***** Listed entries *****
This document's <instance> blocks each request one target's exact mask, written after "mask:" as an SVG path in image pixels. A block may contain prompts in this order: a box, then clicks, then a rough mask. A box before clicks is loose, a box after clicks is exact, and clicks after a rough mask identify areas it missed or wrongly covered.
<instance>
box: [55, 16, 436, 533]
*****
***** Listed entries *****
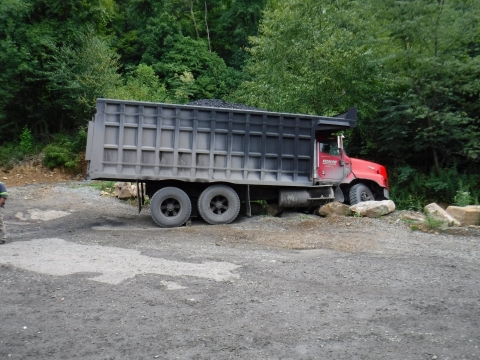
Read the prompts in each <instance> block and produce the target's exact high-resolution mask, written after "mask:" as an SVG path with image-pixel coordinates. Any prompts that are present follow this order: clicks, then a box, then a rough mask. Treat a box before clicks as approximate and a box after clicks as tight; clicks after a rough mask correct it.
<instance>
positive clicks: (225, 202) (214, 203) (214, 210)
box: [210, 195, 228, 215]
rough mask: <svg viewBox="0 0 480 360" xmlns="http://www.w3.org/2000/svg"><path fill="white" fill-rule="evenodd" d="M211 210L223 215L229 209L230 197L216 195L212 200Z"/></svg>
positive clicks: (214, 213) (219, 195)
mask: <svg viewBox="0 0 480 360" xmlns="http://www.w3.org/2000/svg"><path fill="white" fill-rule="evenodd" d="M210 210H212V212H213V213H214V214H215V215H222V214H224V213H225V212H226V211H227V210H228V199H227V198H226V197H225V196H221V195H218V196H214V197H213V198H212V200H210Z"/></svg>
*****
* _What to work on_
From the material above, set down exactly the lines between the line holding "This document's <instance>" and the line holding "box: [55, 16, 436, 533]", inclusive. Include nothing else.

* _Expected output_
This document's <instance> blocks each request one target's exact mask, written after "mask:" as an SVG path in image pixels. A block may contain prompts in this order: a box, then clicks, then a rough mask. A box before clicks is loose, a box after clicks is exact, and clicks after a rough mask identify areas it missed or wrongly covered.
<instance>
box: [55, 16, 436, 533]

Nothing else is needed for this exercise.